* **PROBLEM DESCRIPTION**: Below are some records. Print all of them exactly as they appear.

(Entries taken from a collection)
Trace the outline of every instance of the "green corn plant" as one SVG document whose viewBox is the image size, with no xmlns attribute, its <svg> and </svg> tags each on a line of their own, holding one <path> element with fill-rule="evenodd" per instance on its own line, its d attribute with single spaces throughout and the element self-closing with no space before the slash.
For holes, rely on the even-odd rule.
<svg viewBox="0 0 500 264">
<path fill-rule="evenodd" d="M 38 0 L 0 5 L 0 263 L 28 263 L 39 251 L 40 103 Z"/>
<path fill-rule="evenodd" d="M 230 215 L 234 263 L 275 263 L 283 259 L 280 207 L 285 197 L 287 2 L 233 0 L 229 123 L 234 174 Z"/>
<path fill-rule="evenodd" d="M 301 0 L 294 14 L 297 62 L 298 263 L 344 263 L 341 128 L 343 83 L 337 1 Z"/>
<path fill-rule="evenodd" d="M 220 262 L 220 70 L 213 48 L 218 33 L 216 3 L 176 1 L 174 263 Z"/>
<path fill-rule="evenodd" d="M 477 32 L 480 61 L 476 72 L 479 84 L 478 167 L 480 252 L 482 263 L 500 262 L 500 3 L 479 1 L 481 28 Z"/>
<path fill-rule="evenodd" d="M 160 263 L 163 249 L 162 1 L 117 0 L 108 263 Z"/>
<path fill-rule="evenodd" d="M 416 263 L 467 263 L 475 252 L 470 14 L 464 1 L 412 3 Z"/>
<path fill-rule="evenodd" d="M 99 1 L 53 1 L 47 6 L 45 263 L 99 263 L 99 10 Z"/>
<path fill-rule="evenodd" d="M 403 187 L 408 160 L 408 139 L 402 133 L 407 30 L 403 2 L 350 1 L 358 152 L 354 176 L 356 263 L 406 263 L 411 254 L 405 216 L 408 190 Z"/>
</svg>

* **EXERCISE RESPONSE**:
Trace the outline of every instance of the "green corn plant" as one SVG document whose viewBox is the image size, with no xmlns attribute, its <svg> and </svg> tags each on a line of their own, holding one <path> element with fill-rule="evenodd" per instance on its own line, its d attribute with single spaces throughout and the element self-closing with no space before the slash.
For holes, rely on the even-odd rule.
<svg viewBox="0 0 500 264">
<path fill-rule="evenodd" d="M 38 0 L 0 5 L 0 263 L 28 263 L 39 251 L 40 103 Z"/>
<path fill-rule="evenodd" d="M 230 215 L 234 263 L 275 263 L 283 259 L 280 207 L 285 197 L 287 2 L 233 0 L 229 123 L 234 174 Z"/>
<path fill-rule="evenodd" d="M 301 0 L 294 14 L 297 62 L 298 263 L 344 263 L 341 128 L 343 83 L 337 1 Z"/>
<path fill-rule="evenodd" d="M 220 262 L 220 70 L 213 48 L 218 33 L 216 3 L 176 1 L 174 263 Z"/>
<path fill-rule="evenodd" d="M 477 32 L 480 61 L 476 72 L 479 84 L 478 167 L 480 252 L 482 263 L 500 262 L 500 3 L 479 1 L 481 28 Z"/>
<path fill-rule="evenodd" d="M 160 263 L 163 249 L 162 1 L 117 0 L 108 263 Z"/>
<path fill-rule="evenodd" d="M 416 263 L 467 263 L 475 252 L 470 14 L 464 1 L 412 3 Z"/>
<path fill-rule="evenodd" d="M 99 1 L 53 1 L 47 6 L 45 263 L 99 263 L 99 10 Z"/>
<path fill-rule="evenodd" d="M 403 187 L 408 160 L 408 139 L 402 133 L 407 30 L 403 2 L 350 1 L 358 152 L 354 176 L 356 263 L 406 263 L 411 254 L 405 216 L 408 190 Z"/>
</svg>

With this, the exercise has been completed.